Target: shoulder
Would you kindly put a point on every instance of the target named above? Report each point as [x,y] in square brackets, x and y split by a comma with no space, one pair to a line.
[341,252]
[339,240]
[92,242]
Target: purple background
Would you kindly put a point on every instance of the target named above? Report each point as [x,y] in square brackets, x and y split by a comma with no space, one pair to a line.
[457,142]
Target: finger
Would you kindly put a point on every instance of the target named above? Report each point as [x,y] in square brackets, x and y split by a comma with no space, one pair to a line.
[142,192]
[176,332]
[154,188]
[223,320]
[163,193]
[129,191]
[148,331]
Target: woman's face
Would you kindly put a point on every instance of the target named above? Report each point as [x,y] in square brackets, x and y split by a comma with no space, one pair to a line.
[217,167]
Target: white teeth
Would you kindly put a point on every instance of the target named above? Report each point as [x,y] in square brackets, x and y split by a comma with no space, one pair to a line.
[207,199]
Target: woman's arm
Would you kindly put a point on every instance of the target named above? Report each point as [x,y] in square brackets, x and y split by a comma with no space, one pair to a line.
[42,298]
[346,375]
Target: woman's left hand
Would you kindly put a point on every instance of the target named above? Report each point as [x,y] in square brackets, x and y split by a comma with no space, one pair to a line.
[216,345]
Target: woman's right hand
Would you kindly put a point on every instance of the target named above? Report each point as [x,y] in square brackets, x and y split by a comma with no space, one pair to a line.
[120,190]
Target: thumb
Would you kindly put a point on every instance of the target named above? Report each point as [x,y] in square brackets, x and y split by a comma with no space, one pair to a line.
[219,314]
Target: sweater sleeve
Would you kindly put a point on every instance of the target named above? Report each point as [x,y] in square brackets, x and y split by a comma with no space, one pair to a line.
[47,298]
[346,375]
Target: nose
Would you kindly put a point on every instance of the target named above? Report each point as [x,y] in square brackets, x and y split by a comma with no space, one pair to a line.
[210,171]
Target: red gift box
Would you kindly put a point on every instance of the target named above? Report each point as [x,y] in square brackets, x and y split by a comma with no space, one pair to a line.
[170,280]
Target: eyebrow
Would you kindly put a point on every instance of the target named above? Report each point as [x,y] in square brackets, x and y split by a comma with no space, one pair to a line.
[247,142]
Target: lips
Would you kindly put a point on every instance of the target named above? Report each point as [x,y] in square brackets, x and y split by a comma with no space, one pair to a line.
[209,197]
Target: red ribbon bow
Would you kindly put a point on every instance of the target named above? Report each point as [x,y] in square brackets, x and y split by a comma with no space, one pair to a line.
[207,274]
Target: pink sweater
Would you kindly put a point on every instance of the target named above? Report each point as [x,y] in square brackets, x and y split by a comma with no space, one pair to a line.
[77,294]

Problem requirements: Whatever appears in the data above is to be set down exactly.

Task solution:
Target: shoulder
Would you kindly put a point on every instance of the target named above? Report each point as [x,y] in square brackets, x and y split by a comma with no space, one pair to a line.
[341,252]
[339,240]
[92,242]
Target: purple background
Would you kindly put a point on every instance of the target named above? Report each point as [x,y] in square brackets, x and y split by a comma with no space, one pair to a line.
[457,142]
Target: finger
Would you kindly put a point on every instance of the target named above? Report each point as [x,y] in square brackets, x and y split by a comma with no space, one pair to a line.
[142,192]
[176,332]
[154,188]
[223,320]
[163,193]
[129,191]
[148,331]
Target: woman's face
Would you kindly put a point on every instance of the target named above? Report each point as [x,y] in square brackets, x and y split by a comma with no space, one pair to a line.
[217,167]
Target: white teeth
Would you kindly put a point on every instance of the target named above? Report each point as [x,y] in square brackets, x and y split by a comma with no space, one pair to a line.
[207,199]
Target: woman's arm
Would you kindly put a point on every instance of the target named above? Report each point as [x,y] in square brackets, x and y split by a comma with no space, one pair to a line.
[42,298]
[346,375]
Target: woman's left hand
Would you kindly put a point on every instance of the target named above? Report each point as [x,y] in square brackets, x and y split by a comma with no space, one pair to a line.
[216,345]
Target: woman's right hand
Would you kindly put a point on every instance of the target named above? Report each point as [x,y] in square brackets, x and y split by a comma with no space, one pair to a line.
[120,190]
Target: thumb
Would you kindly put a point on every instance of the target named above? Report each point as [x,y] in square brackets, x and y split by a comma with no space, one pair to a line.
[219,314]
Target: sweater sleeve
Would you kindly put a point on every instance of the target named above? Report each point as [x,y] in square brackets, x and y split by a comma with no space, one pair to a line.
[47,298]
[346,375]
Target: nose
Would you kindly put a point on every instance of the target named above? Report each point as [x,y] in square brackets, x and y split by a comma with no space, one pair to a line.
[210,171]
Target: red gift box
Would you kindly put a point on every instance of the target named above? Report each point as [x,y] in square brackets, x and y split by a comma with no space, one pair to a line.
[170,280]
Target: eyebrow
Would you kindly put a point on every instance of the target named above? Report each point as [x,y] in square brackets, x and y split by a comma with no space, one pair to a line.
[247,142]
Target: lips
Would you kindly put a point on every instance of the target named above? Report each point as [x,y] in square brackets, x and y split by a comma with no space, one pair to a line.
[209,197]
Target: red ribbon bow
Would you kindly put a point on every instance of the target named above? Report each point as [x,y] in square brackets, x and y split by a comma with no space, one pair to a line.
[207,274]
Target: pink sweater
Would you kindly put a point on every instance of the target named above? Report each point as [x,y] in square brackets, x and y split by a comma with no space, one pair to a line.
[77,294]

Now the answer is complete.